** BEGIN Passage **

# Measuring for retrofit windows



## Jackofall1 (Dec 5, 2010)

You want to know for sure remove the inside moldings, you will then be able to measure the frame OD.

Mark


----------



## kwikfishron (Mar 11, 2010)

If you already ordered the windows you better put a stop on that order *“immediately”* until you know you have it right or you’ll be stuck.

As mentioned pop off the interior trim on a window and check the opening. 

Post a picture here inside and out of what you have now if you can.


----------



## mday83 (Aug 12, 2011)

I've got a few hours left to cancel the order, so if I can't figure this out for sure by then, then I probably will... I'm not sweating bullets yet, but I'm concerned, 'cause wasting $800 on four windows isn't my idea of fun!! Here are pictures of one of the windows inside and out. When I measure the inside opening, I get 34" x 46.75". When I measure from the outside, from each visible edge of the metal frame, I get 34.5" x 47.5". The windows I ordered are 34.5" x 47.25"... so that's the exact size on the width and .25" smaller on the height. Do they fit as long as I don't exceed the measurements of the frame from the outside?? Thanks so much for any help.

** END Passage **
** BEGIN Data lines **

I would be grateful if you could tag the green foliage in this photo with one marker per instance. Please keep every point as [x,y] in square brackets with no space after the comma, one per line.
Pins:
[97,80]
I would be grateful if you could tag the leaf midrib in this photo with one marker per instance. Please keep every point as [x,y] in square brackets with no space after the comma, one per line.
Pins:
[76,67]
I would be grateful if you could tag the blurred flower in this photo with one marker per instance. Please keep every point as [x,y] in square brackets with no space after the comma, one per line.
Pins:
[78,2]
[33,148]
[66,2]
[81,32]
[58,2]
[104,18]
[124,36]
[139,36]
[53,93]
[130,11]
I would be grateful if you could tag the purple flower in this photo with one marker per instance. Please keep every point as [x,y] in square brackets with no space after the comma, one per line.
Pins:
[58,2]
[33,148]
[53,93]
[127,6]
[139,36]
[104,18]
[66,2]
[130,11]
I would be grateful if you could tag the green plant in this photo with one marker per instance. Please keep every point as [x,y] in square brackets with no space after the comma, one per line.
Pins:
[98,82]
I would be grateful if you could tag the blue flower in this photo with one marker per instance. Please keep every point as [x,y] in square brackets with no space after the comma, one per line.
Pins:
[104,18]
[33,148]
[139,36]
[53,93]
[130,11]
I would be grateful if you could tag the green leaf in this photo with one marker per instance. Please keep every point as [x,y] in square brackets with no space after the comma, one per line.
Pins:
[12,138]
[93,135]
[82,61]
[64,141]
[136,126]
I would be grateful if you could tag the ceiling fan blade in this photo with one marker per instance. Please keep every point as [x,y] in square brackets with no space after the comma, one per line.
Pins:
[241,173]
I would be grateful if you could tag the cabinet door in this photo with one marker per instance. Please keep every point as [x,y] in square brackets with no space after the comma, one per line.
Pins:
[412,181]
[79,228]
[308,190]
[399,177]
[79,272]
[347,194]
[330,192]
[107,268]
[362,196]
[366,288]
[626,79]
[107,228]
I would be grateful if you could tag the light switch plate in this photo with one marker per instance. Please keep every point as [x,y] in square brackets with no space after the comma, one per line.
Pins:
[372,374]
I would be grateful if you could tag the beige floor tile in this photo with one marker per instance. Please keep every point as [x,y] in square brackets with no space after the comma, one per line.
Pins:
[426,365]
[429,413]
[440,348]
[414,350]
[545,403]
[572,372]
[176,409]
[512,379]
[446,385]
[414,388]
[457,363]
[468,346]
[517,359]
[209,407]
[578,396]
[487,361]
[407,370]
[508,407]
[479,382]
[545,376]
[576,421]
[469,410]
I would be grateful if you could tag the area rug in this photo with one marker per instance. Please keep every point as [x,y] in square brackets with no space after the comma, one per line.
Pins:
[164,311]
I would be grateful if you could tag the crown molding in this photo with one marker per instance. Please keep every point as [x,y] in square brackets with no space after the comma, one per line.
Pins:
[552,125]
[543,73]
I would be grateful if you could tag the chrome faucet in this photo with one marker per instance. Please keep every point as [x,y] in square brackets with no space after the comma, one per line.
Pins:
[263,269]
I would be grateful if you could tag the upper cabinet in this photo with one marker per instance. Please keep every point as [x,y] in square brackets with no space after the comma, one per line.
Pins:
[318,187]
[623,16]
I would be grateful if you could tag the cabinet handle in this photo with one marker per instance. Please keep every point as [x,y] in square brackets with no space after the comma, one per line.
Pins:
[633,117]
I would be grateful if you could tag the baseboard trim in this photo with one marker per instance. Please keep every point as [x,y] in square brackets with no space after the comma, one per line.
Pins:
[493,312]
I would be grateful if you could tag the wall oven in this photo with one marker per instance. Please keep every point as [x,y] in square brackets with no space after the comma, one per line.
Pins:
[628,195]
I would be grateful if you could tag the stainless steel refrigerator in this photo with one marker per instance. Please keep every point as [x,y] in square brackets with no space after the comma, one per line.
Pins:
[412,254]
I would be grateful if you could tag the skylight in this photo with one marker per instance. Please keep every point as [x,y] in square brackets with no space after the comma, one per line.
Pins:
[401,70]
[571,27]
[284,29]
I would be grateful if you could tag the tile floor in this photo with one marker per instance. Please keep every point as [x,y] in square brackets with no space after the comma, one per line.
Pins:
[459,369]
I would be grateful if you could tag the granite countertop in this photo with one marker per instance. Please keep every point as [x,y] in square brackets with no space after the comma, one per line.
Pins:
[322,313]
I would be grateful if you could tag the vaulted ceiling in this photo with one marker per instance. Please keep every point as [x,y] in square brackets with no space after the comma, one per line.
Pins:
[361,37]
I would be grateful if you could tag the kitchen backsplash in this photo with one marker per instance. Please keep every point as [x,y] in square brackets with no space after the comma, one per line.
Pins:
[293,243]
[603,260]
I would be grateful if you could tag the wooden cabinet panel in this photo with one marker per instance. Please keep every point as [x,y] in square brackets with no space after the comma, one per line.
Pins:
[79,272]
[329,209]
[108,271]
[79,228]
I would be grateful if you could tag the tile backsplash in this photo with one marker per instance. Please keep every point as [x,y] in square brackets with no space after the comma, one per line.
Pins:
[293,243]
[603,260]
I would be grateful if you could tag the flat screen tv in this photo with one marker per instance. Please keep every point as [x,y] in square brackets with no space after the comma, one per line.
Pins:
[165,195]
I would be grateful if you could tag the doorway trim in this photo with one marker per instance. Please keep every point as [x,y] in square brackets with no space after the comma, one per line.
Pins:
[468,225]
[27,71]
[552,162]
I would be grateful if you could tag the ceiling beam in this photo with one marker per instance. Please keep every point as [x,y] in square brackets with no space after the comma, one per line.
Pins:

** END Data lines **
** BEGIN Data lines **

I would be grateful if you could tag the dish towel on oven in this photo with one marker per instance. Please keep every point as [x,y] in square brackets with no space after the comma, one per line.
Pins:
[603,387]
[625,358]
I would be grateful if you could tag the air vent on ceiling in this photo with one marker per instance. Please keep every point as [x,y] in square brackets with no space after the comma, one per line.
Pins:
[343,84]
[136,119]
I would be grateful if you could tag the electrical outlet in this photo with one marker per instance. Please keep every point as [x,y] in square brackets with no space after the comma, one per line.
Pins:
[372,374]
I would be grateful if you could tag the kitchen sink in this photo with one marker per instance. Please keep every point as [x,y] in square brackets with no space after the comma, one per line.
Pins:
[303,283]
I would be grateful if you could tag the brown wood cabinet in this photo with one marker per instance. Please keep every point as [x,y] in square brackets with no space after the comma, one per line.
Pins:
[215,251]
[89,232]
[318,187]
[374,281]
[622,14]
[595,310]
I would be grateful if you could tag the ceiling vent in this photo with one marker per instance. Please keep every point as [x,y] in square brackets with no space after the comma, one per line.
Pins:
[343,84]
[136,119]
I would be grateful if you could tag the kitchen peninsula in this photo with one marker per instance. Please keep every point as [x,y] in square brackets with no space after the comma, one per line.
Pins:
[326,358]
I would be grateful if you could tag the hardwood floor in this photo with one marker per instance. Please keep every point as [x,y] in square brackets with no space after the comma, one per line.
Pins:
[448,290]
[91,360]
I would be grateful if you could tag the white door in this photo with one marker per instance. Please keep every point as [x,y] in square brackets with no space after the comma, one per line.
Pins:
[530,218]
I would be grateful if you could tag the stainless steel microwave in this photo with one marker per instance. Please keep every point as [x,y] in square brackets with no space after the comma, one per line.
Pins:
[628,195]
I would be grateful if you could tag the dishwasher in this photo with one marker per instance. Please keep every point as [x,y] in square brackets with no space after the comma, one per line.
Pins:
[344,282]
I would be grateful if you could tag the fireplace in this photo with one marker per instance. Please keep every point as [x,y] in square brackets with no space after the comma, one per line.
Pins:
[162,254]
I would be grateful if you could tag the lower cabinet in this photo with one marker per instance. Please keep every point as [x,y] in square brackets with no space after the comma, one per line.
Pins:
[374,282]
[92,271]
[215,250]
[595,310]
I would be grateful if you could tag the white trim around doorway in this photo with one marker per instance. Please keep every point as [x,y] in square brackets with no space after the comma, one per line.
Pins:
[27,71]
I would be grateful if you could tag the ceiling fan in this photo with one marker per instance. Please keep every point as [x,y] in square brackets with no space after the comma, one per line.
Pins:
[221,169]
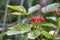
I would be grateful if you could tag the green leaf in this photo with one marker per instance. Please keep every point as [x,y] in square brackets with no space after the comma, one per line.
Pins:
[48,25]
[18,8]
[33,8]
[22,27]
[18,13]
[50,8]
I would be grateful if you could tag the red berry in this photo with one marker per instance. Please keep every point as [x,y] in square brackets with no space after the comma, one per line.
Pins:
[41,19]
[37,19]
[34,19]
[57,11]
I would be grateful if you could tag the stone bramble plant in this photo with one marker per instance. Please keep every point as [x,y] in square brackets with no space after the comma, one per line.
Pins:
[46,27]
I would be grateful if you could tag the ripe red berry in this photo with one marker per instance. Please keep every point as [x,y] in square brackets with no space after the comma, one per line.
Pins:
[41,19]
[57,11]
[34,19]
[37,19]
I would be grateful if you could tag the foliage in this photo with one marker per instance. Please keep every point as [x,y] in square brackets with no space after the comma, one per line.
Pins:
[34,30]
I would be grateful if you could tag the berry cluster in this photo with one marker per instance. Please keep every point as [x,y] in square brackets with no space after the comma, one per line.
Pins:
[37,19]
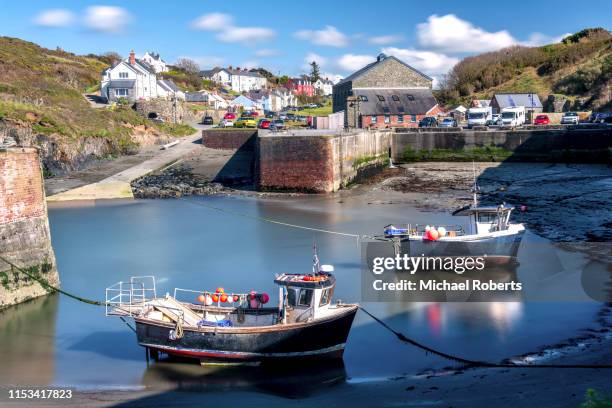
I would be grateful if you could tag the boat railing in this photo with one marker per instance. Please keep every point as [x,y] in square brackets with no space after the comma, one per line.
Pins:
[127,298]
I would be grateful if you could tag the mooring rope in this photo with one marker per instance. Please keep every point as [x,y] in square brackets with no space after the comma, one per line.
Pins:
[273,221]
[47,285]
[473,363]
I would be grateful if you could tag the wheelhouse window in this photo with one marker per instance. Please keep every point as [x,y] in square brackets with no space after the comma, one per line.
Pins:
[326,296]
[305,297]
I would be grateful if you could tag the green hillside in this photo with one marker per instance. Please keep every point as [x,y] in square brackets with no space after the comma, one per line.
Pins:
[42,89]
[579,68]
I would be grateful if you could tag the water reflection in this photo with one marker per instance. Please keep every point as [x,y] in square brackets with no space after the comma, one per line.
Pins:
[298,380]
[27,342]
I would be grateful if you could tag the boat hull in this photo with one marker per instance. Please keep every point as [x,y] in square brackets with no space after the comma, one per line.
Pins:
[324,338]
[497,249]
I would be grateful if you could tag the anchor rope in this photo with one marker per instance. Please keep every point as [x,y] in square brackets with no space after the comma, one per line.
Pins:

** END Data lines **
** BEGIN Data lines **

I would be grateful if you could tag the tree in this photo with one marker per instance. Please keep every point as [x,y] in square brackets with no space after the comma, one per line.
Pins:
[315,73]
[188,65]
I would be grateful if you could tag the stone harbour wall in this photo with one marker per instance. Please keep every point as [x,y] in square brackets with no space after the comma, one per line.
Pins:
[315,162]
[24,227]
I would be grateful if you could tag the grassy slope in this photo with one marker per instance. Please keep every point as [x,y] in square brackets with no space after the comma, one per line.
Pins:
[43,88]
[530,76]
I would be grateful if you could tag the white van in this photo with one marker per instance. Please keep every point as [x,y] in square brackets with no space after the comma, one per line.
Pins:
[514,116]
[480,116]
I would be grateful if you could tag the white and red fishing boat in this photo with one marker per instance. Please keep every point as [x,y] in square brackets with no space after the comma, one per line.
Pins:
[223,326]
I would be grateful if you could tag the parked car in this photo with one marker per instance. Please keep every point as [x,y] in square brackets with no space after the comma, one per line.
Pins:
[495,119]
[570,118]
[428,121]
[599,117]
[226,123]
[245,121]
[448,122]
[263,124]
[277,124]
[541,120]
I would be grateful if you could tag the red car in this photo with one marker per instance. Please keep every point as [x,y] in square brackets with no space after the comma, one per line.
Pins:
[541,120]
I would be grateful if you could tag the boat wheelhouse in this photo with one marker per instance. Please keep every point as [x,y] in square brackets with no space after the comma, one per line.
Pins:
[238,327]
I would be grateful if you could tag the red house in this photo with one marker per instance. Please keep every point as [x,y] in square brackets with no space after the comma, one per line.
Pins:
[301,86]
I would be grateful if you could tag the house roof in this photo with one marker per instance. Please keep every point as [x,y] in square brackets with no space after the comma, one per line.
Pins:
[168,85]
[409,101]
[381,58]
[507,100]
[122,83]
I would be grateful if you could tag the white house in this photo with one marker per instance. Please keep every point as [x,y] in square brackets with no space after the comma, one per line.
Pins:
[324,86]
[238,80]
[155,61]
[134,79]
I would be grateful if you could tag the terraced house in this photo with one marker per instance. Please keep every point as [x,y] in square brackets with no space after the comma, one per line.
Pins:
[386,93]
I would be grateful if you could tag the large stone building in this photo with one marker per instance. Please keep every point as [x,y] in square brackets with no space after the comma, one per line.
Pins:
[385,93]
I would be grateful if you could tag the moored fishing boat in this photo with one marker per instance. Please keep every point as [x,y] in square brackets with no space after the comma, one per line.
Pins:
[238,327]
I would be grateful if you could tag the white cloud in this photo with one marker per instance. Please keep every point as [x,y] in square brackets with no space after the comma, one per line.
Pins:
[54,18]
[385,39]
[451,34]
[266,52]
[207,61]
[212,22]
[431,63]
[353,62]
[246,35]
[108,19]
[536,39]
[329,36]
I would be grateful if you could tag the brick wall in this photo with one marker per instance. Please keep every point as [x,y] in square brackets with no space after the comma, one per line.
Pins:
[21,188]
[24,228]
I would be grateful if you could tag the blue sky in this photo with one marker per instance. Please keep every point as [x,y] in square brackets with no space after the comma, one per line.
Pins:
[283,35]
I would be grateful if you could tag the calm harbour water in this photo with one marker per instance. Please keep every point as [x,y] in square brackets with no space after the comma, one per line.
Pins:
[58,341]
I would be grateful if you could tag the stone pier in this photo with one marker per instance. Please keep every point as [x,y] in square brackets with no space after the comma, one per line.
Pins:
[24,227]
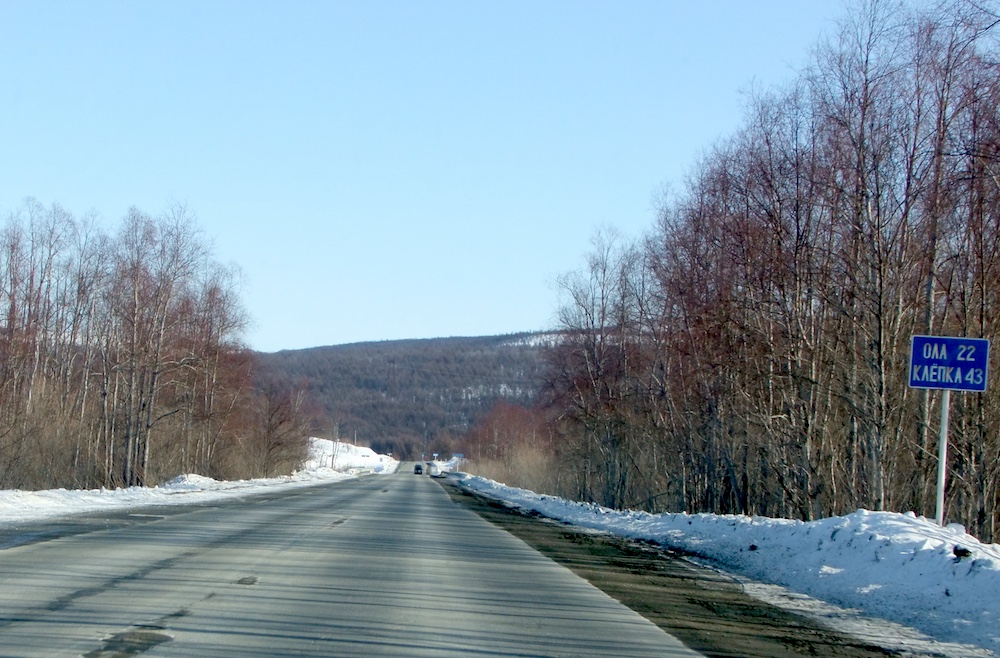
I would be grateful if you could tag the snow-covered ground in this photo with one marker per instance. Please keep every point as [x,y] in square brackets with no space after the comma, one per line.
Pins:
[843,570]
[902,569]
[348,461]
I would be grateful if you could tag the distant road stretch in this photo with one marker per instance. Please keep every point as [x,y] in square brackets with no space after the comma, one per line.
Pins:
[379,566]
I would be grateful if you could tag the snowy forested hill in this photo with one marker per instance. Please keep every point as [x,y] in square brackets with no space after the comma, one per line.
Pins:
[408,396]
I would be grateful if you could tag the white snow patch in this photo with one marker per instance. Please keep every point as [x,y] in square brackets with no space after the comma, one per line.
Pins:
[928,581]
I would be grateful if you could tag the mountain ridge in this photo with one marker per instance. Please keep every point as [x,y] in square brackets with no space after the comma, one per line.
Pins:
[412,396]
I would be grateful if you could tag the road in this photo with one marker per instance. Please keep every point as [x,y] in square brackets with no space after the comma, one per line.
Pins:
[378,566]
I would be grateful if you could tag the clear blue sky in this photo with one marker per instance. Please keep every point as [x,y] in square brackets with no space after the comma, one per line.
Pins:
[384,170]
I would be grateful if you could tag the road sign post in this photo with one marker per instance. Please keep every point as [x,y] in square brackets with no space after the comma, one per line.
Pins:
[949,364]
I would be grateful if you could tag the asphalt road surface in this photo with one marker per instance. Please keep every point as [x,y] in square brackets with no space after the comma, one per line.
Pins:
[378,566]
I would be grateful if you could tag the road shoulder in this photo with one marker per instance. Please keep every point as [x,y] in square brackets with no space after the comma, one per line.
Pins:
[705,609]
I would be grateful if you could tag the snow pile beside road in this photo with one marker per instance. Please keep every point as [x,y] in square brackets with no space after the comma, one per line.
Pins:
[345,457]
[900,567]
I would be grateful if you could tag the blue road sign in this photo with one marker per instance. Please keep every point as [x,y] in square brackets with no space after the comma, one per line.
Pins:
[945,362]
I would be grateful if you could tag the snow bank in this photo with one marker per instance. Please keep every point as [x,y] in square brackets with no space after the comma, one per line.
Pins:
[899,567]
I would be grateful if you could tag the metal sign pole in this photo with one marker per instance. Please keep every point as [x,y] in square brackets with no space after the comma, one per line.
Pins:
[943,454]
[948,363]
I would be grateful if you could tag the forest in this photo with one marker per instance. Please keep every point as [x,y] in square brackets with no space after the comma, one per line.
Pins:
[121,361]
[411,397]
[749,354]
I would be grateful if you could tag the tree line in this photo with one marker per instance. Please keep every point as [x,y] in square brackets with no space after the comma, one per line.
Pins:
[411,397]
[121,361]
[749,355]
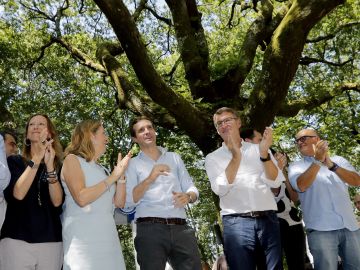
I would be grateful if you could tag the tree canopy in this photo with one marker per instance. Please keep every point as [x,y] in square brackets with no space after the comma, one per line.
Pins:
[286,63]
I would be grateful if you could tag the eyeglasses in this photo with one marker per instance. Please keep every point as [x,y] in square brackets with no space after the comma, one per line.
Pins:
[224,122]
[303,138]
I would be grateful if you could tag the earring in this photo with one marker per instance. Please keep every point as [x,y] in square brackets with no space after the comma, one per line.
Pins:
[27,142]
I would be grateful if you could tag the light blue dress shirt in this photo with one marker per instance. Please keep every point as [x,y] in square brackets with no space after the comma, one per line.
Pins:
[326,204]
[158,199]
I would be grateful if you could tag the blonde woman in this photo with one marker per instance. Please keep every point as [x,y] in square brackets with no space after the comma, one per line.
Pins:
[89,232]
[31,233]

** END Data lines **

Required tasks:
[1] Translate this sentence from the retrofit window thread into Spanish: "As mentioned pop off the interior trim on a window and check the opening."
[2] Continue the retrofit window thread from its last post.
The records aren't needed for any of this.

Task-by-task results:
[1] Como se mencionó, retire la moldura interior de una ventana y revise la abertura.

[2]
Inside pic










Outside pic


----------



## HomeSealed (Jan 3, 2008)

If you are paying someone to install these windows, have him measure them as well. Cancel the order, and have the installer measure them.... On that application there are a few different ways to install a new window, so it really depends on what he plans to do.


----------



## Ron6519 (Mar 28, 2007)

I would think if the handyman knew how to order the windows, he would have suggested it. I'd also be surprised if he would take on the responsibility.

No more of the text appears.